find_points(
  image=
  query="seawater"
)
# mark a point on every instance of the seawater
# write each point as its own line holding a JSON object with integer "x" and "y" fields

------------------------------------------------

• **Exercise description**: Copy the material above verbatim, line for line.

• **Solution to the exercise**:
find_points(
  image=
  query="seawater"
)
# mark a point on every instance of the seawater
# write each point as its own line holding a JSON object with integer "x" and "y" fields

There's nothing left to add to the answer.